**Request:** In the listing, starting at the line that contains "white wall, the" and ending with the final line, change every "fireplace" to "hearth". Give back only that stretch, with everything else in it unchanged.

◆ ◆ ◆ ◆ ◆ ◆ ◆

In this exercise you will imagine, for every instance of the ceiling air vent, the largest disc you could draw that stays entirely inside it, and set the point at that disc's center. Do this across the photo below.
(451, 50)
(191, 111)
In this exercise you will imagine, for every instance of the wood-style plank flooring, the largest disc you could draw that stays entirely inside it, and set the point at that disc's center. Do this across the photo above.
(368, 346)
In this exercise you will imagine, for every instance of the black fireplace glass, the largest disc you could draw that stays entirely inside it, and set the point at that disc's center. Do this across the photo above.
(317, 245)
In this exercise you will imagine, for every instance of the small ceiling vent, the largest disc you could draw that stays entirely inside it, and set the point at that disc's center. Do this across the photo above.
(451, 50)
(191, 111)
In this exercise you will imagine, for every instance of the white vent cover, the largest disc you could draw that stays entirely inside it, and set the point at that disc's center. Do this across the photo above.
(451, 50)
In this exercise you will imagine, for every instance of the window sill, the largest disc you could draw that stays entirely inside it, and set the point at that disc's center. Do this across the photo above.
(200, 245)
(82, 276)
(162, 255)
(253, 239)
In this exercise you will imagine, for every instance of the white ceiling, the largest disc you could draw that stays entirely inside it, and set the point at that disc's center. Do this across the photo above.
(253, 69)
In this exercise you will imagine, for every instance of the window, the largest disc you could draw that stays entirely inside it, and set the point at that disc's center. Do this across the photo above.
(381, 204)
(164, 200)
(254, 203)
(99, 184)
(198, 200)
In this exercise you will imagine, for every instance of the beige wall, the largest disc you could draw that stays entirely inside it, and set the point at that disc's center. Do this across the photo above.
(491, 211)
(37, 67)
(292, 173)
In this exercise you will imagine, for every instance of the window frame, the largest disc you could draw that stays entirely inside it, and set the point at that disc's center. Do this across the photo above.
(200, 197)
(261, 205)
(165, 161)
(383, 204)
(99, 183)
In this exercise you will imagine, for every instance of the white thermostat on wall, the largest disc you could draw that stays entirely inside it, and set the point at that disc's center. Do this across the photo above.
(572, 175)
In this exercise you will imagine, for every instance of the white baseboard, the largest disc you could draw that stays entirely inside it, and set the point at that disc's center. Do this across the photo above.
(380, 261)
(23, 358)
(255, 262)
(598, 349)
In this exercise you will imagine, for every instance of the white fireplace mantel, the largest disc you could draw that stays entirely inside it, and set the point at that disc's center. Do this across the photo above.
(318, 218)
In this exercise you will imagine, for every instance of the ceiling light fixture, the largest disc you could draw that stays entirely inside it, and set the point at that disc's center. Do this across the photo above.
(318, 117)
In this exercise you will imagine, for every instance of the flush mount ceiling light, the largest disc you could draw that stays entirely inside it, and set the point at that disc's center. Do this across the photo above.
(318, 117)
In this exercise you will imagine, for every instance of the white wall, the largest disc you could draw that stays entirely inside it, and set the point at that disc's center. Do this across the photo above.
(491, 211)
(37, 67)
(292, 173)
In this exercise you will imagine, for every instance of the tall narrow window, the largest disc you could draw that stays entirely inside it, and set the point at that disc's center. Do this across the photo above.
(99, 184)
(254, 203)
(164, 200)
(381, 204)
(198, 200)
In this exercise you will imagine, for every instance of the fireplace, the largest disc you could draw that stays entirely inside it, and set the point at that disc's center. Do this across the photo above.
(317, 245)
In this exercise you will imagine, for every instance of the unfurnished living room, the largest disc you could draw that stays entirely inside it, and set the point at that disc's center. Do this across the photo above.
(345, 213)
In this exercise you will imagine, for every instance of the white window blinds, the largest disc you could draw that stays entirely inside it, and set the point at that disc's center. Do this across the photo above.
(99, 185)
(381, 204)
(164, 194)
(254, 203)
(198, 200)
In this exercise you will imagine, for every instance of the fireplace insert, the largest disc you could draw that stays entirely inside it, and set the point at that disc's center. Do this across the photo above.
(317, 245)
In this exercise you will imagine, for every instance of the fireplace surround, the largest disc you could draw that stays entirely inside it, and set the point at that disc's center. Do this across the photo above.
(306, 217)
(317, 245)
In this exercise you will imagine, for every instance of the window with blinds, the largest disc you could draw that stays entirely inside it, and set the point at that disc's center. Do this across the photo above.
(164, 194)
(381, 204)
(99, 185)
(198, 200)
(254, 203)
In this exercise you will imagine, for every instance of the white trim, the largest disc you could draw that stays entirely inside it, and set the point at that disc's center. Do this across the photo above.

◆ ◆ ◆ ◆ ◆ ◆ ◆

**Solution:**
In this exercise you will imagine, for every instance of the white wall, the largest disc you could draw that stays entirely inside it, and set the point at that disc's center. Do this across the photo above.
(491, 211)
(37, 67)
(292, 173)
In this exercise you will imagine, for every instance of the tall narrow window, the largest disc you could draw that stays entirely inside it, and set the point at that disc's center. Do this across the photo above.
(99, 184)
(254, 203)
(164, 200)
(381, 204)
(198, 200)
In this exercise you will imagine, for every instance of the hearth, the largest disc you could draw that stays entirely inside it, and set the point at that disc's center. Do this across the photo above.
(317, 245)
In this exercise you will imagine, for every instance of the unfurnished living room, the largest disc you could draw that stays entirely inside it, and set the point at that disc's center. Do this across the photo above.
(345, 213)
In this exercise you will imagine, for every instance of the white window blinds, the largest disc you could draw that stays entirely inside it, and set the point at that disc's center. Do this across the photo above.
(99, 185)
(381, 204)
(164, 194)
(254, 203)
(198, 200)
In this exercise you will imagine, for every instance of the hearth insert, the largest disc you could draw that stays entirely inside it, and set the point at that disc's center. Do this across the photo above.
(317, 245)
In this exercise you will imagine, for every instance of the hearth surround, the largest disc you could draw that stays entirely inside it, and set the point at that disc's center. Do this across the photo above.
(306, 217)
(317, 245)
In this exercise you will imagine, for every instance of the window with blinds, the largest disc you could draw that stays entirely inside it, and set the point at that disc's center. Do this across the photo above.
(164, 194)
(381, 204)
(99, 185)
(198, 200)
(254, 203)
In this exercise you will imagine, for every instance of the white trim, the largest disc you could draw that stays entirely inside it, and set the point at that disc's center. Do this across the photo above.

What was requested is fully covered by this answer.